Go through the records and copy each line where the string "jacket" occurs.
Material provided START
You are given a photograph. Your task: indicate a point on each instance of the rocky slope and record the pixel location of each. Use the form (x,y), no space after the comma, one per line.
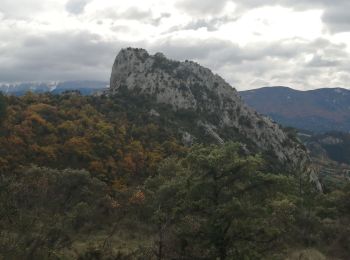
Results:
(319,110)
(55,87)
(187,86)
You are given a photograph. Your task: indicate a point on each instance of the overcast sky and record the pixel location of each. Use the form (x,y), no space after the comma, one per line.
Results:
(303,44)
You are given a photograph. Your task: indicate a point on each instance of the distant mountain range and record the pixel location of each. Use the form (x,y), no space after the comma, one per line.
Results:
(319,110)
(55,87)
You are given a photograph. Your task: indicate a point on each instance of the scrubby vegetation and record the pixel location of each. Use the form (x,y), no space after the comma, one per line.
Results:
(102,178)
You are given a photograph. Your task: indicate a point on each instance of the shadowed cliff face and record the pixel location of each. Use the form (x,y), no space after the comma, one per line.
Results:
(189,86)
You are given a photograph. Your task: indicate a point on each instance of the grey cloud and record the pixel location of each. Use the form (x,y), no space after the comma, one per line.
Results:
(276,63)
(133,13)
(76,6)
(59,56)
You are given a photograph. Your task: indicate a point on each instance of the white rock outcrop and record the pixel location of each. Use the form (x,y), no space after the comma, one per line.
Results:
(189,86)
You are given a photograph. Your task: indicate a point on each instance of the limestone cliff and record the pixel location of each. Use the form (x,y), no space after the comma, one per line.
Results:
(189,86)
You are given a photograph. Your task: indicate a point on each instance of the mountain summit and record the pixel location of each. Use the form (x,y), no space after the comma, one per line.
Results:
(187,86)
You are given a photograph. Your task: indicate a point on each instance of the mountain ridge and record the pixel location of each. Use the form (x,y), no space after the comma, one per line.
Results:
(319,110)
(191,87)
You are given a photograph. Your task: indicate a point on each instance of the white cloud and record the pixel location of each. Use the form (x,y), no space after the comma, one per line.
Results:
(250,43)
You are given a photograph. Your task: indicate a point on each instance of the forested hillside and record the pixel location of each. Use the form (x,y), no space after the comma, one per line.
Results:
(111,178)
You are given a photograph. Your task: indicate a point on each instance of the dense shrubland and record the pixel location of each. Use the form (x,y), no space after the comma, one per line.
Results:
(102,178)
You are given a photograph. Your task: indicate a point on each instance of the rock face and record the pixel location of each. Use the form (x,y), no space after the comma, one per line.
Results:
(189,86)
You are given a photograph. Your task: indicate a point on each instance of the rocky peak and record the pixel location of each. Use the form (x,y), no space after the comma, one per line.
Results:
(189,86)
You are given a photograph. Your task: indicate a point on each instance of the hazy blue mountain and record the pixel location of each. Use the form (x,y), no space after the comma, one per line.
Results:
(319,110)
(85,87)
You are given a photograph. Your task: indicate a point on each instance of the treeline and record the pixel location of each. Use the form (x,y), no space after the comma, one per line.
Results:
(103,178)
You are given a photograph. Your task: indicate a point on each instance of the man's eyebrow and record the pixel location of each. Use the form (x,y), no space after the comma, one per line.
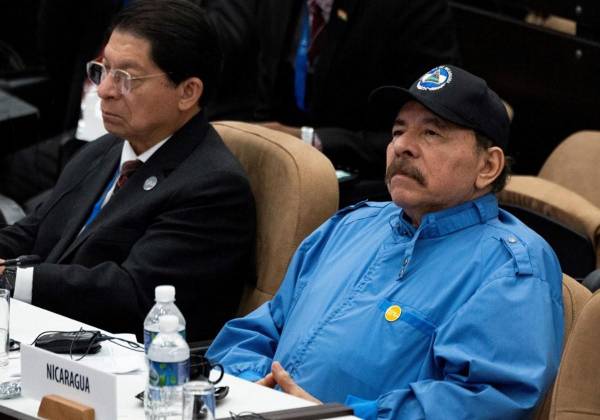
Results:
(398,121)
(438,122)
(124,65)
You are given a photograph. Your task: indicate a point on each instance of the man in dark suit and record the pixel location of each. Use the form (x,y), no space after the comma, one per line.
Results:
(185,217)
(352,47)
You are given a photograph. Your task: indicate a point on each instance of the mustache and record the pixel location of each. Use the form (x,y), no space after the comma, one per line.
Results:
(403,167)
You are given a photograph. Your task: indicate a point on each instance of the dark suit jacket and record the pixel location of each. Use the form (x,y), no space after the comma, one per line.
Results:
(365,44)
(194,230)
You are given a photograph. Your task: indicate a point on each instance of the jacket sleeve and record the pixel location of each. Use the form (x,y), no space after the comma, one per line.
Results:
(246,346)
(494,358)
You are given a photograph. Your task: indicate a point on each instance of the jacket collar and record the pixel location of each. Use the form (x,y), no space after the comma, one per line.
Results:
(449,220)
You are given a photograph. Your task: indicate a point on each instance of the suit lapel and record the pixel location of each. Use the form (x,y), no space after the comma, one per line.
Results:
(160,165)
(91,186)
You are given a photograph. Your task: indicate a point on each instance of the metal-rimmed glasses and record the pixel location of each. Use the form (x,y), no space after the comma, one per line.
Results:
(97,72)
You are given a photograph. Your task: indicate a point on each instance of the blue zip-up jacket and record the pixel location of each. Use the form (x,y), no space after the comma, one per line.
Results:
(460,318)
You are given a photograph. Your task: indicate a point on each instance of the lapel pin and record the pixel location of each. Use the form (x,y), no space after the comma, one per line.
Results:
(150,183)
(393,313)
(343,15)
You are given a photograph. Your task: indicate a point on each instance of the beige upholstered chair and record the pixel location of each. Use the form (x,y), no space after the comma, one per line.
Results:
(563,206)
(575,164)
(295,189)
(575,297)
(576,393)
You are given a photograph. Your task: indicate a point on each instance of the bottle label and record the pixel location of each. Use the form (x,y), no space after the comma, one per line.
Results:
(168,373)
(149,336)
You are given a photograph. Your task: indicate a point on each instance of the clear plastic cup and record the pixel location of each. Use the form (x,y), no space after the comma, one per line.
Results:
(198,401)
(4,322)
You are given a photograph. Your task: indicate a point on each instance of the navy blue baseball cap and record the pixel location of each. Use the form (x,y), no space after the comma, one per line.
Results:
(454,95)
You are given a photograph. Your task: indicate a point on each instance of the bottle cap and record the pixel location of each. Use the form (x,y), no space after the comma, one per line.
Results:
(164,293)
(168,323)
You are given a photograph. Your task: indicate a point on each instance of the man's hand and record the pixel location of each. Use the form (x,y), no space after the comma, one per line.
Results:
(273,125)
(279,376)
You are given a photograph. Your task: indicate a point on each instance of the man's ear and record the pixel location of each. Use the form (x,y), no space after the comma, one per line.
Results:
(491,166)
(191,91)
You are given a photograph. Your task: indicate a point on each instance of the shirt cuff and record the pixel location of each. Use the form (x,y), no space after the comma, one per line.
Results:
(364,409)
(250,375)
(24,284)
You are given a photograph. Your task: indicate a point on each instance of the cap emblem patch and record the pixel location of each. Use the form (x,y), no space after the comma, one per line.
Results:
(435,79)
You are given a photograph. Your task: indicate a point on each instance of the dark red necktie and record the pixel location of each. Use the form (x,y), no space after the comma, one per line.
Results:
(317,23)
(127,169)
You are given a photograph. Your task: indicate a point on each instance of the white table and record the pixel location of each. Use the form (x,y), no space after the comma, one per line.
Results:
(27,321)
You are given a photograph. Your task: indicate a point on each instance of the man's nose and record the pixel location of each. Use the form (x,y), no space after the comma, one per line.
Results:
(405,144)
Material provided END
Material provided START
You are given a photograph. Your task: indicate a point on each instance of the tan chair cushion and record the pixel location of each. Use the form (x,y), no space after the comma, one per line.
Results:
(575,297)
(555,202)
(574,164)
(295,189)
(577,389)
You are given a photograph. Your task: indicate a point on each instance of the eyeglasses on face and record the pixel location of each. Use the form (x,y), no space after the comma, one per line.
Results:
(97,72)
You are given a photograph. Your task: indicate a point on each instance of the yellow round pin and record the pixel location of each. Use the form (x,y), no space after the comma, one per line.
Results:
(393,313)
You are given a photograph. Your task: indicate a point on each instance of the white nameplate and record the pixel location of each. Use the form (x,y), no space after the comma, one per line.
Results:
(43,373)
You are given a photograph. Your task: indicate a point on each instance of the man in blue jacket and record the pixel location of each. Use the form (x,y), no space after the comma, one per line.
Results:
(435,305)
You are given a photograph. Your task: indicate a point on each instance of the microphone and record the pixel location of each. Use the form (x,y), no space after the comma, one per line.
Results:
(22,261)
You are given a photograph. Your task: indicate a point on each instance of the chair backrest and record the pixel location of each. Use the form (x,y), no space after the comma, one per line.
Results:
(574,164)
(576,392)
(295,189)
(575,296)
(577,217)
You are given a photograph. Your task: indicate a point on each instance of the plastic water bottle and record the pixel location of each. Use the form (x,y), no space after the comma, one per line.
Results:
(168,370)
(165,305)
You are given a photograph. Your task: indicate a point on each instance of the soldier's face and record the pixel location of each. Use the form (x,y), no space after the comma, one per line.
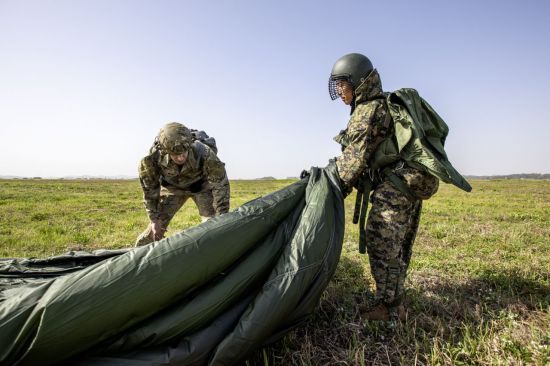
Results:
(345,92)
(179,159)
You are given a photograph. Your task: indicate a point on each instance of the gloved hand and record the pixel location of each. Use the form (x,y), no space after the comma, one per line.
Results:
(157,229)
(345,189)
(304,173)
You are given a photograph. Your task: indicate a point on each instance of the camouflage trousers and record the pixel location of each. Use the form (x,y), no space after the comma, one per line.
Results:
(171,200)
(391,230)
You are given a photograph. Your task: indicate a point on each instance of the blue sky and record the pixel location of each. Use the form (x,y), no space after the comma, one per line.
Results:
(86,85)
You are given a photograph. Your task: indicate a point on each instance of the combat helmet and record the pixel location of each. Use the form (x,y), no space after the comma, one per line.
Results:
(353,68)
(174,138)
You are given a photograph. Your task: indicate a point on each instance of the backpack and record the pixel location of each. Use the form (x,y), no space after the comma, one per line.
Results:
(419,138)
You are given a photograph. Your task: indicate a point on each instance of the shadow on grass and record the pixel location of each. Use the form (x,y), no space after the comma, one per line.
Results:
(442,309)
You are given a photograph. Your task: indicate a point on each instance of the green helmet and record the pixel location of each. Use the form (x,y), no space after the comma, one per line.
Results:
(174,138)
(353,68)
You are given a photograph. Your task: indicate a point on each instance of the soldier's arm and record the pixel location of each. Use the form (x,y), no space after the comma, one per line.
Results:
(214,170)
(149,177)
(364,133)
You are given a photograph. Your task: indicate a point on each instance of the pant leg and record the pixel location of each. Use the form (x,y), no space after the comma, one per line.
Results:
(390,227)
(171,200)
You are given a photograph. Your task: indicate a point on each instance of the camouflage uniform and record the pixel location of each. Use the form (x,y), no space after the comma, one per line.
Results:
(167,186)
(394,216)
Material provided END
__Response__
You are given a photograph. Your task: indicate a point on each instance of the dark suit jacket and record the pixel location of each. Use the form (x,y), no space after the comma, one per line.
You are given a photograph. Your task: indicate a point on each instance of the jacket sleeve and record the pixel location of each. Use the form (x,y), no space after the comma, one per line.
You are given a photograph. Your task: indicate a point on each instance of the jacket collar and record the pixel location of each. Use the form (x,y), no space after the comma, one per line.
You are given a photograph. Your task: indicate a point on each instance of the blue zip-up jacket and record the pixel location of each. Use the form (x,y), no space after the comma, one per line.
You are given a photograph. Your task: indicate a point on each instance of the man in blue jacket and record the pixel location of each. Use the form (x,y), no space after the comma, one per line.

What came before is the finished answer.